[start]

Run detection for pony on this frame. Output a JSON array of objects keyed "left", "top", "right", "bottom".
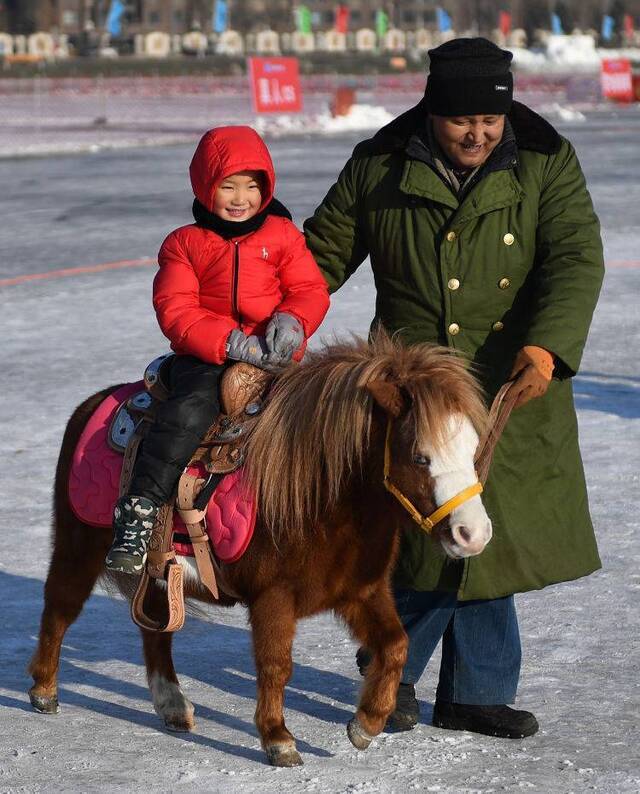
[{"left": 29, "top": 333, "right": 491, "bottom": 766}]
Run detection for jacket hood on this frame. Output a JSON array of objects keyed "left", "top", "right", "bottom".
[
  {"left": 189, "top": 127, "right": 276, "bottom": 212},
  {"left": 354, "top": 99, "right": 562, "bottom": 156}
]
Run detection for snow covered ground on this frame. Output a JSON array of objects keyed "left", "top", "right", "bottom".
[{"left": 0, "top": 112, "right": 640, "bottom": 794}]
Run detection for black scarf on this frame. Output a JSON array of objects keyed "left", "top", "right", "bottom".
[{"left": 192, "top": 198, "right": 291, "bottom": 240}]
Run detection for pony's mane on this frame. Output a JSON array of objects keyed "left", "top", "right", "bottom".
[{"left": 247, "top": 331, "right": 486, "bottom": 540}]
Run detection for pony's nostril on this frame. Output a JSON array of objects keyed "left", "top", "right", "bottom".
[{"left": 451, "top": 524, "right": 473, "bottom": 546}]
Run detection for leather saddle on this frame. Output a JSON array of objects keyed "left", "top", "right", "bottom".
[{"left": 107, "top": 353, "right": 273, "bottom": 631}]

[end]

_EXERCISE GOAL:_
Copy the listing above word for word, leaving out the picture.

_ANSWER FOR THE TASK:_
Run detection for pony on this frame. Output a JSON array of objects keyed "left", "top", "right", "bottom".
[{"left": 29, "top": 333, "right": 491, "bottom": 766}]
Run detection for jacket hood on this frame. Output a JSON array of objects keyed "left", "top", "right", "bottom".
[
  {"left": 189, "top": 127, "right": 276, "bottom": 212},
  {"left": 354, "top": 99, "right": 562, "bottom": 156}
]
Run detection for snow covered ground on this frame. Output a JSON array of objects keyed "left", "top", "right", "bottom".
[{"left": 0, "top": 112, "right": 640, "bottom": 794}]
Run detection for black scarf on this frame. Output a JSON array of objects keyed "left", "top", "right", "bottom".
[{"left": 192, "top": 198, "right": 291, "bottom": 240}]
Run detection for pony's mane on this frame. Output a JSON array of objects keyed "left", "top", "right", "bottom".
[{"left": 247, "top": 331, "right": 486, "bottom": 540}]
Run detection for pony's nostril on this frame. Output a JSON array of objects keyed "left", "top", "right", "bottom".
[{"left": 451, "top": 524, "right": 473, "bottom": 546}]
Run detection for leather saddle on this frame. Output a JSON array of objects keyed "left", "top", "right", "bottom".
[{"left": 107, "top": 353, "right": 273, "bottom": 631}]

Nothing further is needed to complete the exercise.